One doesn’t expect this much plot from Michelangelo Antonioni! But from Cesare Pavese’s story “Three Women Sun,” he has created a solemn, sensible vision, one without recourse to religion, in which what matters most are the psychological inquiry, especially into the mental lives of the female characters, their unsettled spiritual state, and the shimmering poetry of Turin’s deserted streets at night, which is correlative to this. Assisting Antonioni in the elusive, mysterious atmosphere that he conjures in The Girlfriends is composer Giovanni Fusco’s delicately haunting music and Gianni Di Venanzo’s evocative black-and-white cinematography.
1957
IL GRIDO. Mechanic Aldo abandons lover Irma, taking their child, when she refuses to marry him upon news of her husband’s death. Aldo drifts through gray industrial landscapes in northern Italy.
The Cry’s depiction of a man’s life at loose ends finds Michelangelo Antonioni unhinging conventional narrative in order to invent a more flexible and poetic cinematic form stressing human behavior and the environmental factors contributing to it—Neorealist aims, but considerably less tied to the requirements of eighteenth- and nineteenth-century storytelling. Perhaps the melancholy landscapes may be too refined to counter with sufficient gusto the tyranny of plot (L’avventura, 1960, will complete the task); but the insinuative background of workers demonstrating against a proposed American airbase, not to mention the use of a poster advertising national integrity, doubles as a sly kick at the Hollywood way of pushing a plot line forward to connect a series of formulaic dots.
In retrospect, we see from whence Antonioni came; at the same time we grasp more fully at what his inspiration, Roberto Rossellini, was aiming with his composite portrait, in Paisà (1946), of a regionally varied national character. A brisk move away from traditional “plottedness,” Paisà’s episodic nature reduces “story” by multiplying it—a method achieving especial grace and beauty in Francesco, giullare di Dio (1950), where the episodes are less like miniature stories or films, as in Paisà, and more like impressionistic brush strokes. Whereas Paisà resembles a completed jigsaw puzzle whose piece outlines remain discernible, Francesco is more than the sum of its parts, and a distinct whole that has thoroughly absorbed the pieces it comprises. This marks a formal departure from Neorealism that Antonioni, Rossellini’s heir, brings to fruition even as his work keeps addressing contemporary themes and (for now) the lives of ordinary people.

---*---

▶ **Actions to take**
(a) In the commentary on Antonioni's films, who composed the music for The Girlfriends?
(b) Carry on the commentary on Antonioni's films, picking up after its final sentence.

Saved entries:
---*---

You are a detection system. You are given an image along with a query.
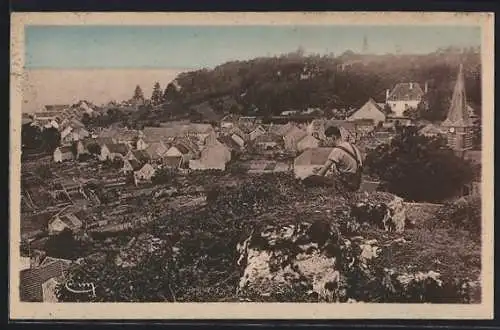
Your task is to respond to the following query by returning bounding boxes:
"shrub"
[436,196,482,237]
[365,128,474,202]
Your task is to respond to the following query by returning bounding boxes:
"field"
[49,174,481,302]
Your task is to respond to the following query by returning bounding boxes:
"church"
[441,64,473,157]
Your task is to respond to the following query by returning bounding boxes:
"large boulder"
[237,221,474,303]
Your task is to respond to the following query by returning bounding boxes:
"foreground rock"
[237,221,470,303]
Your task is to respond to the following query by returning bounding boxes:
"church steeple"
[441,64,472,153]
[442,64,471,127]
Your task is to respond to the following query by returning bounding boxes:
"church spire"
[442,64,471,127]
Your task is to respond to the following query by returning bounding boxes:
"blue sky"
[25,25,481,69]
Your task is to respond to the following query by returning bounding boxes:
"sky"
[22,25,480,112]
[25,25,480,69]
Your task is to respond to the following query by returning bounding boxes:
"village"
[21,62,481,301]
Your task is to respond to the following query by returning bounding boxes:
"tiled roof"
[132,150,151,163]
[388,83,424,101]
[106,143,129,156]
[128,159,142,171]
[163,156,182,167]
[219,135,241,150]
[45,104,70,112]
[294,148,332,166]
[19,259,70,302]
[58,146,73,154]
[255,133,283,143]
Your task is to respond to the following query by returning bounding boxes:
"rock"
[349,192,407,233]
[237,220,476,303]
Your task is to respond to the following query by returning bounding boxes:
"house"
[238,116,257,125]
[418,123,446,137]
[162,156,182,168]
[220,114,238,129]
[231,133,245,149]
[293,148,332,179]
[386,82,427,117]
[293,148,332,179]
[280,110,298,116]
[53,146,75,163]
[122,159,142,174]
[248,125,266,141]
[134,137,148,150]
[106,143,129,160]
[441,64,474,154]
[191,102,221,123]
[164,141,195,166]
[347,98,386,125]
[48,213,83,235]
[353,119,375,138]
[387,116,413,126]
[254,133,284,150]
[306,119,325,140]
[189,142,231,171]
[126,150,151,164]
[99,128,141,148]
[324,119,357,143]
[134,163,156,181]
[283,127,308,151]
[19,257,71,302]
[144,141,168,160]
[43,104,70,113]
[297,134,321,152]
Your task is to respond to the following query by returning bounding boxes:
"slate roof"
[387,82,424,101]
[19,259,71,302]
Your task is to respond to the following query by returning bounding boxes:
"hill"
[155,48,481,119]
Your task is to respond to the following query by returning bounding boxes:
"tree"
[132,85,144,101]
[45,228,82,260]
[163,83,179,102]
[21,123,42,149]
[365,127,473,202]
[403,108,421,120]
[42,127,61,152]
[151,82,163,105]
[87,143,101,155]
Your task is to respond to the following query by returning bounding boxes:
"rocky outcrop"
[237,221,474,303]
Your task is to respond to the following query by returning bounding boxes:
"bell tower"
[441,64,472,156]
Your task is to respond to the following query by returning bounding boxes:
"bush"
[365,127,474,202]
[436,196,482,237]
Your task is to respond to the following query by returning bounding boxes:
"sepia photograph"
[10,13,494,319]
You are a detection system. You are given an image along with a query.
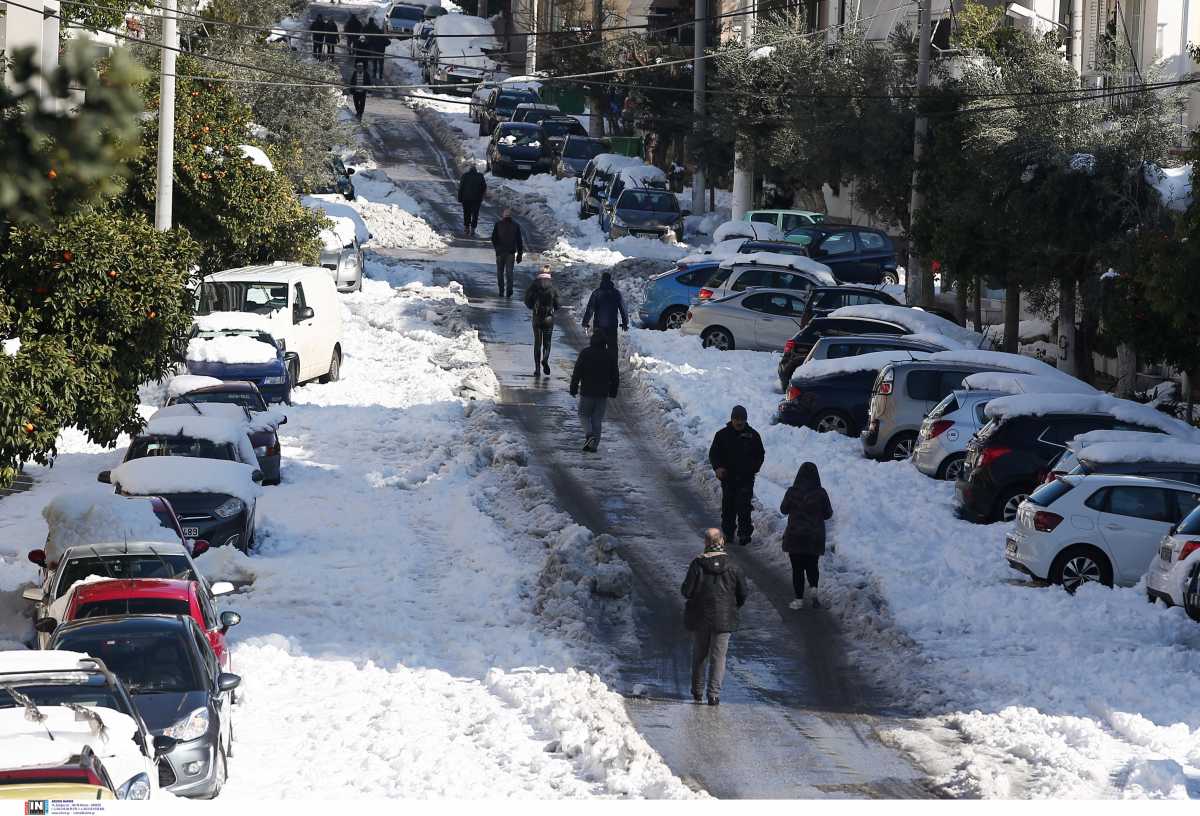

---*---

▶ **Exercise answers**
(a) Giovanni Fusco.

(b)
L’AVVENTURA (Michelangelo Antonioni, Italy, France, 1960). Antonioni launched cinema’s greatest trilogy with The Adventure. Two souls, her lover, Sandro, and her friend, Claudia (Monica Vitti, Antonioni’s partner and muse at the time, phenomenal), search for Anna, who is missing from their party on an uninhabited island. In the course of this adventure, the two become a couple and lose the thread of their search. What had brought them together no longer matters—except to us, who miss Anna, who at first seemed to be the film’s protagonist. Finding ourselves the projection of the pair’s conscience makes us a participant.
The fragile nature of relationships; the ties that loosen and unbind: Antonioni shows the abstract way that modern humans live, giving themselves up to experience. These characters demonstrate self-estrangement and an inability to make emotional contact with others. Visually, L’avventura translates the concepts figure and ground into the relationship between humanity and landscape. Daunting Sicilian locations fail to do what we expect locations to do in a film: locate the characters and their story. Instead, they project the vast spaces, the disconnects, between, among and within characters who lack moral and sensitive rootedness. Here is a film about will-o’-the-wisps.
Antonioni had mined the poetry of bleak landscape before, such as in The Cry (1957), but never to such intoxicating effect. Used to their own abandonment, the landscapes appear to reveal (or mimic) the idle, empty, well-to-do characters. This is a film of long- and wide-angle shots, in which characters are often on the verge of becoming lost to the eye. It is about how, like Anna, we all can be lost in this modern world of ours—lost to ourselves and others. Its overarching theme is the signature one of the sixties: alienation. But Antonioni investigates its character rather than exploiting a fashionable mood.
1961
LA NOTTE. In his trilogy, Michelangelo Antonioni’s La notte occupies the dead-center between the hopefulness with which L’avventura (see 1960) ends and the utter desolation of L’eclisse (see 1962), which begins and ends with the end of a relationship. It is a gray, weathered film that ends with a standstill in love that may yet be set back into motion. We certainly hope that life is still possible in Giovanni and Lidia’s marriage, and we appreciate their courteous, civilized treatment of one another in this troubled time of theirs. Their humanity, then, forms the basis for our hope that the couple may yet prevail. In retrospect, the conclusion of the trilogy, although it deals with a different (and unmarried) couple, eclipses all such hope.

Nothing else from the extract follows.